Start of SOURCE PASSAGE

Volume 43 Number 3
Monitoring Public Water Supplies
In 1998, there were 168,690 public water systems supplying water to 275 million consumers in the United States. In general, the public water supply is considered safe, with 80 percent of public systems reporting no violation of U.S. Environmental Protection Agency (USEPA) water quality standards. Twenty percent, however, reported a violation of some kind. The majority are by and large small systems serving less than 10,000 people. The most common violation was the failure to monitor for a specific contaminant. Although not solely a health-based violation, the lack of monitoring means it’s unknown if a health-based violation occurred. Six percent of all utilities reported a health-based violation.
The impact of such violations is difficult to assess since factor risks are highly variable from one community to another, depending largely on the type of violation (tardy testing or reporting vs. a discrepancy in following water treatment protocols) as well as the number and susceptibility of persons exposed. What is known is that the greatest number of health-based violations occur due to chronic coliform bacteria. Coliform bacteria are commonly present in the environment, but their presence in drinking water suggests that inadequate treatment has taken place. The most recent information estimates that greater than 7 million people become ill and more than 1,000 die each year from disease-causing microbes in drinking water.(1)

End of SOURCE PASSAGE
Start of ENTRIES PROVIDED

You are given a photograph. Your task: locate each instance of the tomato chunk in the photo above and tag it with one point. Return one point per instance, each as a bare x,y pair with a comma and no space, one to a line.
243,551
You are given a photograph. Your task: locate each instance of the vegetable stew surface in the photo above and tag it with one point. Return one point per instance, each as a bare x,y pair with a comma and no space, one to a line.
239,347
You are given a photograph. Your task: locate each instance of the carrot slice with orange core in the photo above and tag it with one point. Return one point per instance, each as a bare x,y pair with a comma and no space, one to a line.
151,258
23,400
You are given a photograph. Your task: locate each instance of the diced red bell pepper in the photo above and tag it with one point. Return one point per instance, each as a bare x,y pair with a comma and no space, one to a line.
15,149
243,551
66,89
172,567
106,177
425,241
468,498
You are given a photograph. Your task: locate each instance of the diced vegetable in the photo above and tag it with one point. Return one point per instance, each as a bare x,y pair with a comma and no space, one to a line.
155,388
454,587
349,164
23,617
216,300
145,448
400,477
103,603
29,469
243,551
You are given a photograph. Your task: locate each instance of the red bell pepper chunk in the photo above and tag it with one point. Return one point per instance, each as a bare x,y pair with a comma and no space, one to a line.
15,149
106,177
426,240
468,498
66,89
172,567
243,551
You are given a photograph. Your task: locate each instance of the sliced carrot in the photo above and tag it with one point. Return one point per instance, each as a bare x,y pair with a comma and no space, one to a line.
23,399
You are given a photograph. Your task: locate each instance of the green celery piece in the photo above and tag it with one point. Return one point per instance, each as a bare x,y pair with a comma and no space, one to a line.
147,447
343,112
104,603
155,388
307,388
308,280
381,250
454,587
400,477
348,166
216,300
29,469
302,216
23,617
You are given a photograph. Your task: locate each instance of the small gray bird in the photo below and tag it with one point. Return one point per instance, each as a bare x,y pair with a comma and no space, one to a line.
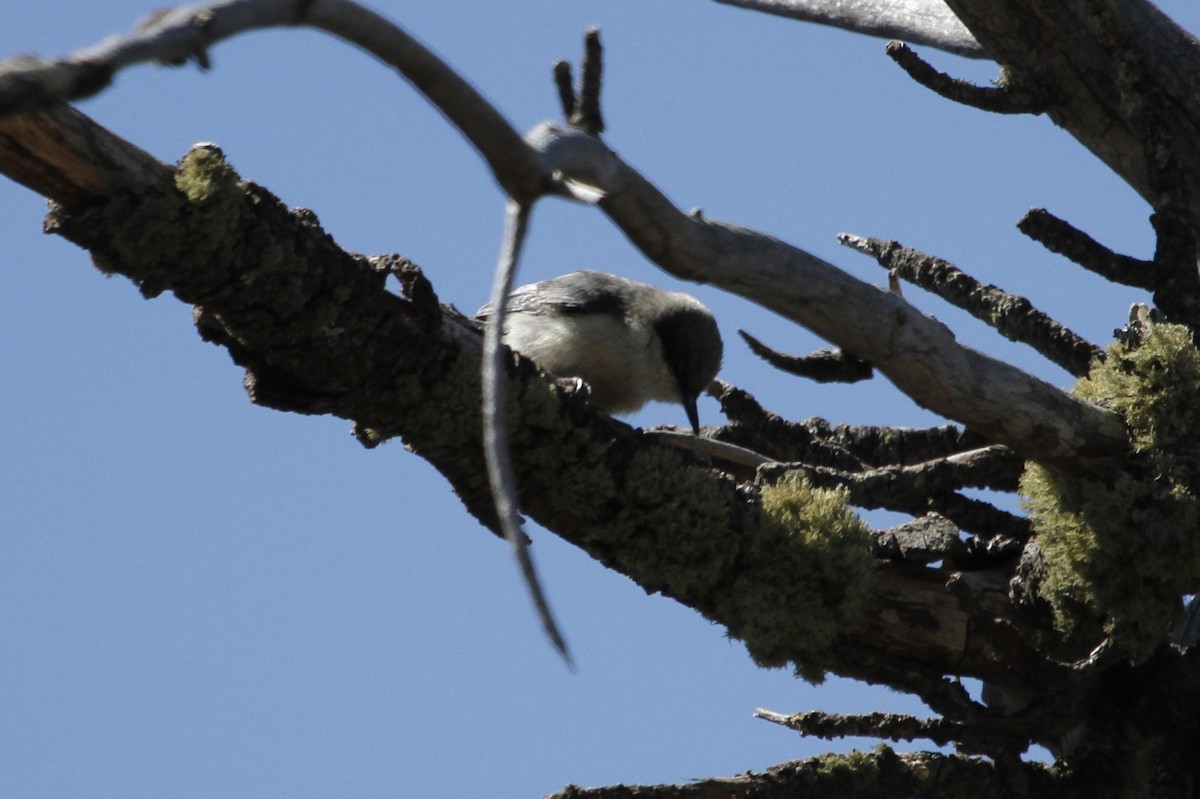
630,342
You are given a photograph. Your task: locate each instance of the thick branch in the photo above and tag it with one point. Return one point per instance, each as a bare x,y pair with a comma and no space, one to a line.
178,35
1008,98
1062,48
881,774
395,372
918,353
823,366
1062,238
921,22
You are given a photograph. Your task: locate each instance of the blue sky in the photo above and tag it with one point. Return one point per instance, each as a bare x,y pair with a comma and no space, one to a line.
201,598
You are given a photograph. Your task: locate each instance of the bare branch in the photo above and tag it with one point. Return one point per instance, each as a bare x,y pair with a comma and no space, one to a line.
823,366
919,354
1012,316
588,116
178,35
565,86
917,490
922,22
1062,238
1008,98
888,774
1060,49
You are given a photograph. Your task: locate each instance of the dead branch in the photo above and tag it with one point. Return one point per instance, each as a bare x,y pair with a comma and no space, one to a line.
1008,98
918,354
1062,238
823,366
922,22
1011,314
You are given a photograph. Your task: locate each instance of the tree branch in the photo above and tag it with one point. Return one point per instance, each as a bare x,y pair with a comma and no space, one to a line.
1007,98
1062,49
178,35
1062,238
393,371
917,353
882,774
922,22
823,366
1011,314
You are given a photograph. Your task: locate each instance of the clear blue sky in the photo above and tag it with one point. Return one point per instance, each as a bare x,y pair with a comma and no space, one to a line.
201,598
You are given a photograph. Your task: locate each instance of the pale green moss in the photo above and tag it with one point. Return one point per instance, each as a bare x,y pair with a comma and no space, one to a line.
813,566
1121,554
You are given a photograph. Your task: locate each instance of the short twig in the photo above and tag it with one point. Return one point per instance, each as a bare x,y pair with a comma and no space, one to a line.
565,85
1011,98
1011,314
823,366
1062,238
588,115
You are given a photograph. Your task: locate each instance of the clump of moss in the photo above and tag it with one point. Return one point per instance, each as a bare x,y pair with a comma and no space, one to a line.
1121,554
659,496
811,565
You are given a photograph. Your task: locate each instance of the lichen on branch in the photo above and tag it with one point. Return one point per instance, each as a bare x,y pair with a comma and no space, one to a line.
1120,554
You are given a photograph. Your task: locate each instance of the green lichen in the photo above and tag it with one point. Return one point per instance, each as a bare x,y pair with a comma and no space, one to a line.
1121,554
811,568
157,236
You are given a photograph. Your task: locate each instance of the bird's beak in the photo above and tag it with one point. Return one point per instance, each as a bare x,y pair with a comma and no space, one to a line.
689,404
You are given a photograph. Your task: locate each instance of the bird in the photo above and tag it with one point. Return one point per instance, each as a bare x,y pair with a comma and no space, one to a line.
629,341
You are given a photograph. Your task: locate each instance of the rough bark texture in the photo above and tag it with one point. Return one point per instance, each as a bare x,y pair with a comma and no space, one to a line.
769,552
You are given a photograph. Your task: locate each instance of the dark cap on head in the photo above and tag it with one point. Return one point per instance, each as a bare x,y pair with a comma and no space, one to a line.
693,350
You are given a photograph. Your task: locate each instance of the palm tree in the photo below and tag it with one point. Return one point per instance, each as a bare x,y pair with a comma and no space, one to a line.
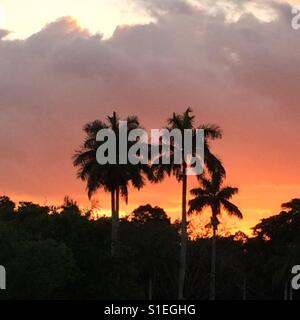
212,194
113,178
293,205
182,122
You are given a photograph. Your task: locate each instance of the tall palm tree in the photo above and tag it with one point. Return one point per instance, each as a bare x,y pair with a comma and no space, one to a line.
293,205
113,178
212,194
182,122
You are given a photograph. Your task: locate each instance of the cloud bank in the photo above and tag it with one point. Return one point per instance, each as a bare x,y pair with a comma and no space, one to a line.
235,63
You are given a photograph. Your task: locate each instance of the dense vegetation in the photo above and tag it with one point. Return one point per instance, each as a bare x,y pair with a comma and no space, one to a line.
61,253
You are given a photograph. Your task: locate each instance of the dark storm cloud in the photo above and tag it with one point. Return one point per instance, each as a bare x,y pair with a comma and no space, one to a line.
242,75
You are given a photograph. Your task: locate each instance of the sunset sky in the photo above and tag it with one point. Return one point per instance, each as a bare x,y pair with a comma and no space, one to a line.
235,62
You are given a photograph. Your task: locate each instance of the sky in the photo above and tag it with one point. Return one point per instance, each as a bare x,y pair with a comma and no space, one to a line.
65,63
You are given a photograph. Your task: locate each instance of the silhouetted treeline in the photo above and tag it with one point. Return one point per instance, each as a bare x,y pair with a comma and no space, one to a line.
59,253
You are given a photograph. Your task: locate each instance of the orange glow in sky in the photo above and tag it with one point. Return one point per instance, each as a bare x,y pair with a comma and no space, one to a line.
244,78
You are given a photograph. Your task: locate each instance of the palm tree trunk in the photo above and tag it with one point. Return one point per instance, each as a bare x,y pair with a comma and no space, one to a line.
245,288
150,288
285,295
183,248
117,216
113,224
212,289
291,293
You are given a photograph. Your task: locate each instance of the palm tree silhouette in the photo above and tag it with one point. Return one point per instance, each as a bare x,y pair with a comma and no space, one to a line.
113,178
182,122
212,194
293,205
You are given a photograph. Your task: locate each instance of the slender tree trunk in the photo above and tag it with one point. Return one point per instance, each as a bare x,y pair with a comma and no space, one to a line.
212,289
117,216
245,288
291,293
183,248
150,288
285,291
113,224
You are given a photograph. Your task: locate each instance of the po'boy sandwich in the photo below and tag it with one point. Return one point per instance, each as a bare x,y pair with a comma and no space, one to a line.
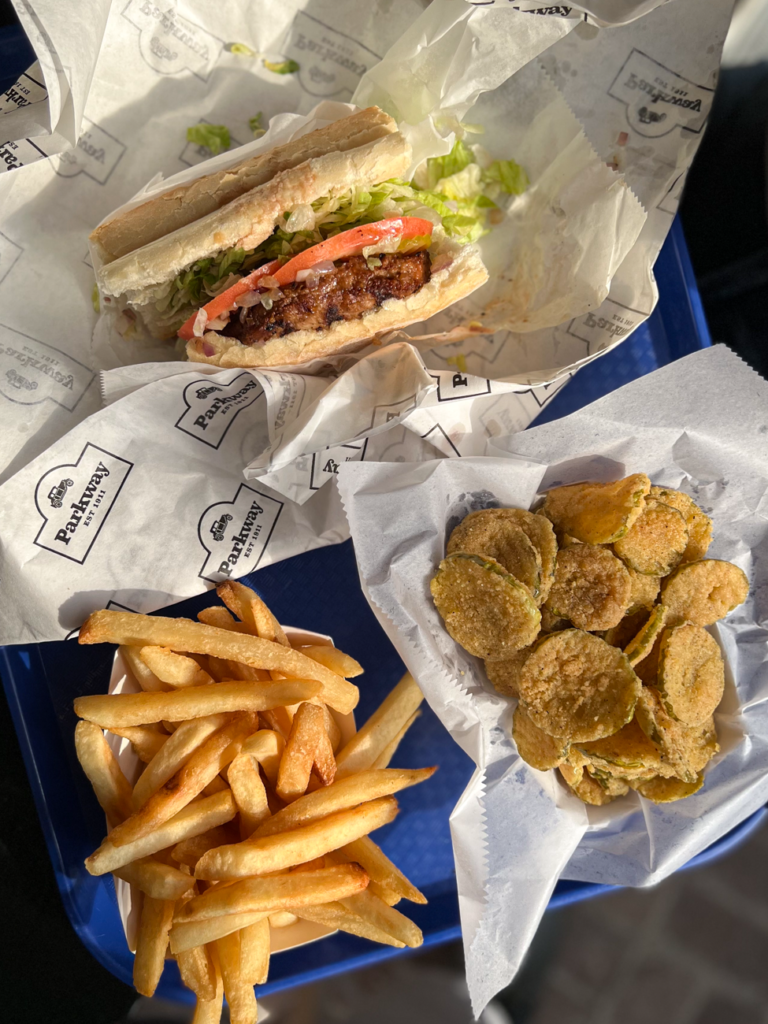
298,253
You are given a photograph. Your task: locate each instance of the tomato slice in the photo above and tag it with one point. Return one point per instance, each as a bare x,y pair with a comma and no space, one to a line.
352,243
225,301
341,246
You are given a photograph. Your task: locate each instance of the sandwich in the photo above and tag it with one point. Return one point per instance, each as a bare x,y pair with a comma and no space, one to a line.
309,249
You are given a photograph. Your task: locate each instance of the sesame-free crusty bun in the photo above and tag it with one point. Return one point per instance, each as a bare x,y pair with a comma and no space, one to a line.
453,283
184,204
247,221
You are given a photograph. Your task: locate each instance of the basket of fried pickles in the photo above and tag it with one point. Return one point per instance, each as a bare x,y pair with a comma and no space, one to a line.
595,612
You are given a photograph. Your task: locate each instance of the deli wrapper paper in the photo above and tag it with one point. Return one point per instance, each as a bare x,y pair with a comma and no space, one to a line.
602,102
699,425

End of ENTRIES PROVIDED

WORK REQUEST 1: Reproduce the water supply passage word for word, beginning at the words "The impact of" and stopping after "in drinking water.(1)".
WORK REQUEST 2: List every percentage figure given in the water supply passage, along with what each one describes.

WRITTEN ANSWER 1:
The impact of such violations is difficult to assess since factor risks are highly variable from one community to another, depending largely on the type of violation (tardy testing or reporting vs. a discrepancy in following water treatment protocols) as well as the number and susceptibility of persons exposed. What is known is that the greatest number of health-based violations occur due to chronic coliform bacteria. Coliform bacteria are commonly present in the environment, but their presence in drinking water suggests that inadequate treatment has taken place. The most recent information estimates that greater than 7 million people become ill and more than 1,000 die each year from disease-causing microbes in drinking water.(1)

WRITTEN ANSWER 2:
- 80 percent: public systems reporting no violation of USEPA water quality standards
- Twenty percent: systems that reported a violation of some kind
- Six percent: all utilities that reported a health-based violation